▸ **Kutipan Bacaan**:
____
Terutang PPh Pasal 15 final sebesar 2,64% (KMK 417/1996) dari nilai bruto jasa atau P3B mengatakan lain (hak pajak pada negara resident atau 50%).

PPh Pasal 15 final disetor sendiri oleh perusahaan pelayaran asing (melalui agennya), tidak dengan mekanisme withholding tax (SE- 32/PJ.4/1996).

Pemotongan PPh Pasal 21 atas gaji kru kapal dan karyawan administrasi kecuali Pasal 15 (employment) mengatakan lain.

PPN tidak terutang bila termasuk kategori angkutan umum laut (PP 144/2000).

Permasalahan Pajak :

BUT Pelayaran Asing dikenakan PPh Pasal 15 final sehingga tidak ada kewajiban melampirkan laporan keuangan pada SPT 1771 sehingga sulit bagi AR untuk mengetahui pos-pos biaya BUT yang merupakan obyek withholding tax.

But tidak melakukan kewajiban withholding tax dengan alasan biaya tidak menjadi beban BUT (tidak ada bukti pencatatan biaya) dan pembayaran dilakukan langsung oleh head office di luar negeri.

Bagaimana pengawasan pembayaran sendiri PPh Pasal 15 final terhadap liner/tramper asing yang belum terdaftar di KPP ?.

Masih belum jelas kewajiban pemilik barang/shipper atau freight forwarder untuk memotong PPh Pasal 26 terhadap liner/tramper bukan BUT.

41 thoughts on “Implikasi Pajak WP Pelayaran (Shipping) Asing

  1. Pak, mau nanya, saya bekerja di perusahaan asing (PMA), 95 % modal kami dari mother company di korea ,perusahaan kami begerak di bidang shipbuilding, semua FPSO, platform, dan kapal2 lainnya di bangun di korea. sedangkan kami yg di jakarta hanya mendesaign/ drawing atas FPSO, platform dkk itu.. lalu kita kirim hasil desaign tsb ke korea. yang saya ingin tanyakan, pajak apa yg berlaku untuk perusahaan kami yg ada di jakarta? PPN bagaimana? dan PPh bagaimana? ato ada kewajiban2 pajak yg lain? karena ini perusahaan baru berdiri utk cabang di indonesia. Mohon sarannya. thx

    • Klo kontrak anda dgn customer adalah shipbuilding maka omset anda minimal dari hasil penjualan kapal. Kewajiban PPh Pasal 25/29 sudah pasti, memungut PPN atas penjualan kapal dan withholding tax atas pembayaran imbalan jasa.
____
▸ **Data yang Diberikan**:

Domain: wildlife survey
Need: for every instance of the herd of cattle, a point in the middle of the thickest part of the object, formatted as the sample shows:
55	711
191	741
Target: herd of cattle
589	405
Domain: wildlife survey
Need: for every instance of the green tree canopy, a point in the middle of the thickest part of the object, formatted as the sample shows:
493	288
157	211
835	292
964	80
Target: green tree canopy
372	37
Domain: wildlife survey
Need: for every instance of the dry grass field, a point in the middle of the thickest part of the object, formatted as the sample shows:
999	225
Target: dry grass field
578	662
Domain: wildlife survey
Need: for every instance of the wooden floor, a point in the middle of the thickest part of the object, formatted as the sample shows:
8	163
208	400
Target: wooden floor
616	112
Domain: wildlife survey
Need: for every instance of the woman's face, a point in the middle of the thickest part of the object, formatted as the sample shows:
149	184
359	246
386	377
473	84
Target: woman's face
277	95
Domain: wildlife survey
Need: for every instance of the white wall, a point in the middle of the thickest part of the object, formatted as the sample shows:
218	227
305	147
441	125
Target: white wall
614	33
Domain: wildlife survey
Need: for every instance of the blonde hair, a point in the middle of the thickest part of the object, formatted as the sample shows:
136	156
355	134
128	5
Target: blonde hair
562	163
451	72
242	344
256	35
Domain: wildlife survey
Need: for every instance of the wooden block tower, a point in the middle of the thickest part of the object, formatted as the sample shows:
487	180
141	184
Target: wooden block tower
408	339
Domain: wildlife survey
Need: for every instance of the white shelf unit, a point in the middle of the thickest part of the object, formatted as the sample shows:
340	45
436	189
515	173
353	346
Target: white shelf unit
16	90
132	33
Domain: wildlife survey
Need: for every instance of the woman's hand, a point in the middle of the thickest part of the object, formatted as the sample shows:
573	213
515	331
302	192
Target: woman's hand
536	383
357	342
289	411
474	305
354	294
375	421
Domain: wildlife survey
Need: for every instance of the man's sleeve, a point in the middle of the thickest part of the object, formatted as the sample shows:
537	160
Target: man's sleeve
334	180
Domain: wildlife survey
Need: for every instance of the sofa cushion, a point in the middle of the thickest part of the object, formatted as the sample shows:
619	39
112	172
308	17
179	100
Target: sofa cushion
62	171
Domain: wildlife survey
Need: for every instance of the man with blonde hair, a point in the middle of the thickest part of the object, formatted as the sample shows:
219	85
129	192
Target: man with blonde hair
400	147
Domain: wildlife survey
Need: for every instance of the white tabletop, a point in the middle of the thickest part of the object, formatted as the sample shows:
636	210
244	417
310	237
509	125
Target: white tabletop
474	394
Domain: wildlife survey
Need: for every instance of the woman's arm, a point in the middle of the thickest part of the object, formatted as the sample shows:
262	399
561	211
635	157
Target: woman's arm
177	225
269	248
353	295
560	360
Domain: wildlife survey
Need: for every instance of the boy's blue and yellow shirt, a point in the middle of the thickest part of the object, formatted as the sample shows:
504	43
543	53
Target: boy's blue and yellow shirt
____
▸ **Rangkaian Latihan**:
[a] Tuliskan semua nomor peraturan yang dicantumkan dalam tanda kurung pada kutipan tentang pajak pelayaran asing.
[b] Sambung kutipan tentang implikasi pajak pelayaran asing, dimulai setelah kalimat terakhirnya.
Catatan data tersebut diambil dari sumber lain.

▸ **Jawaban Tertulis**:
[a] KMK 417/1996, SE- 32/PJ.4/1996, PP 144/2000

[b]
      Kecuali anda hanya sebagai perantara (jasa perdagangan), customer langsung (kontrak) membeli kpd parent coy di KOR. Omset anda dari jasa perdgg n jasa desain kapal. Wajib memungut PPN atas penyerahan jasa tersebut.

  2. Pak Rusdi Yanis ysh,

    mohon pencerahannya utk saya yang masih newbie di dunia pelayaran.
    1. dengan adanya uu no 17 tahun 2008/ asas cabotage, apakah angkutan dari dan ke luar negeri harus menggunakan bendera Indonesia, atau boleh juga bendera asing ? apakah aturan tersebut juga sama untuk kegiatan yang multidischarge di Indonesia. misal loading di malaysia bongkar di jakarta lalu bongkar lagi di surabaya. apakah wajib bendera indonesia atau boleh bendera asing?

    2. bagaimana dg pajak yang dikenakan terhadap perusahaan penyedia kapal asing tersebut ? pajak apa saja yang dikenakan ?

    Terimakasih atas pencerahannya.

    salam,
    rian

    • asas cabotage hanya berlaku utk pelayaran interinsuler, antar pulau di wilayah Indonesia.

      Secara umum, perusahaan pelayaran asing dikenakan PPh pasal 15 sebesar 2,64%. silakan baca posting saya ttg pelayaran asing

  3. Pingback: Implikasi Pajak WP Pelayaran (Shipping) Asing « PAJAK INDONESIA

  4. Dear P. Rusdi…
    Blognya sangat menarik…
    Mau tanya Pak.. perusahaan Freight and Forwarder , Jasa freight forwarder seperti yg bpk jelaskan di blog yg lalu. reimbursement (tagihan atas nama pihak ke-3) tidak termasuk DPP PPN. masih gelap untuk terbitkan invoicenya pak…
    semisal: PT. A gunakan jasa PT. B (Forwarder) unt kirim brg… tagiahan 100 jt sedangkan PT. B byr ke pihak ke tiga (reimbusment) 70 jt … untuk DPP kan 30 jt … pt. B mau terbitkan invoice ke PT. A 100 jt. contoh invoicenya bagaimana agar PT. A tdk tau bahwa belinya (reimbusement) 70 jt??… trus klu terbit 100 jt kan fakturnya dari 100 jt tersebut????… minta tlg ya pak perlu pencerahan…

    • Dear bu Ani,

      Hal inilah yg menjadi isu reimbursmen PPN pada jasa freight forwarding. aturan memang mensyaratkan demikian, sehingga akan diketahui shipper berapa fee sebenarnya yg diterima freight forwarder.

      Dulu ada wacana DPP PPN menggunakan deemed saja seperti agen tiket penerbangan, namun belum ada aturan baru.

  5. Dear Pak Rusdi,

    Ingin bertanya nich…jika ada perusahan dalam negri…dia merupakan Port Regulator tapi bukan perusahaan pelayaran dan mereka men-charge biaya Port Facility Service, Biaya Darmaga, Fee PBM….apakah itu subjeck PPh…jika iya, apakan PPh pasal 15 atau PPh pasal 23 (karena bukan perusahaan pelayaran).
    Trims.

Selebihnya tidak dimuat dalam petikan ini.